TASK PROMPT: Without the pictures, set down every record below exactly as it reads.

=== PROVIDED INFORMATION ===

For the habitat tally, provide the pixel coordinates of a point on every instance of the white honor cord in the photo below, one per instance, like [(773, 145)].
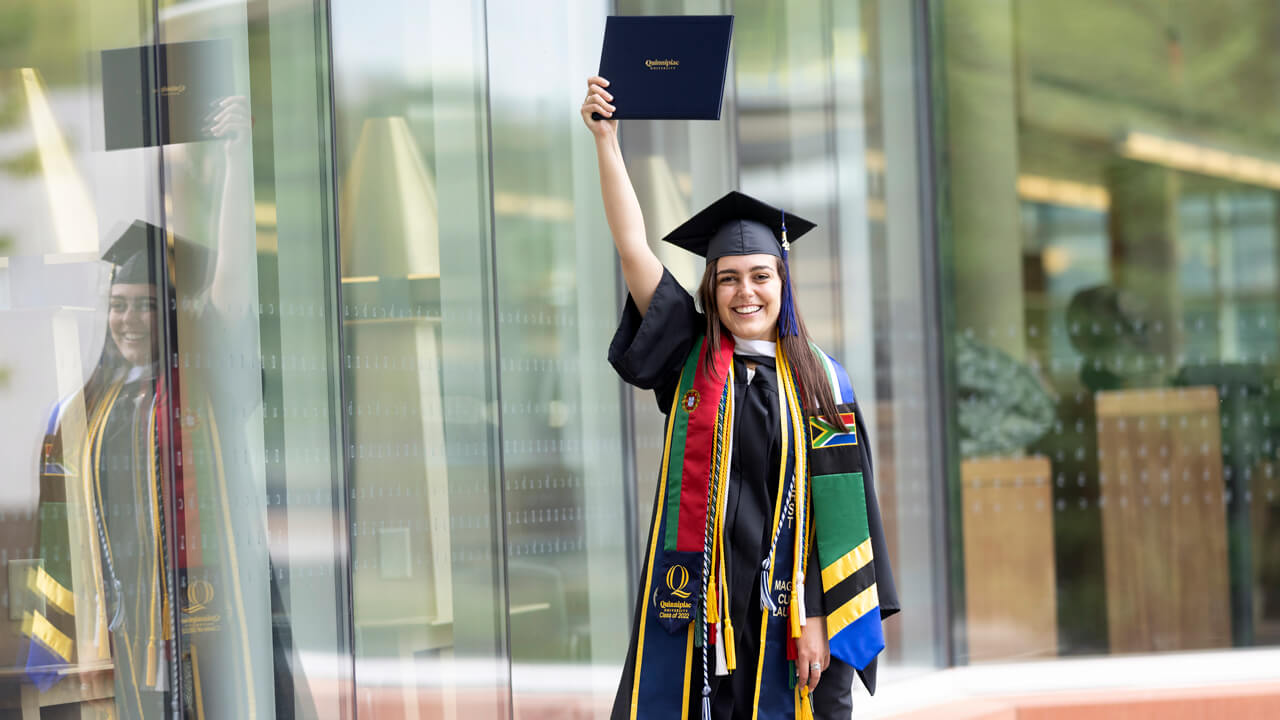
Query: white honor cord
[(721, 660), (799, 592)]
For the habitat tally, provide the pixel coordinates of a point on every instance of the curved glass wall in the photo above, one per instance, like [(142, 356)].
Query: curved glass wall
[(174, 527), (1111, 286)]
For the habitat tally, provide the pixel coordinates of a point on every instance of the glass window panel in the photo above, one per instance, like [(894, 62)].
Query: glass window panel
[(1111, 250), (419, 359), (176, 417), (567, 561)]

===

FINISHED TASK:
For the habitat tally, provide the pixel coordinates of a point on every instance of the white honor cord in the photo below, one per instance, like [(773, 145)].
Query: white honor cord
[(721, 660), (799, 592)]
For the habitat tally, provide the pixel coordinates of a point on every instance of the curved glass wall in the photo above, one per instance, like [(142, 356)].
Query: curved glass wall
[(174, 527), (1111, 286)]
For the habitat tally, provide the pixel coordinates of a point on every instance of the glass window panel in the photo above, one per instance, like [(894, 62)].
Query: glass window panel
[(1111, 250), (419, 359), (176, 417), (567, 561)]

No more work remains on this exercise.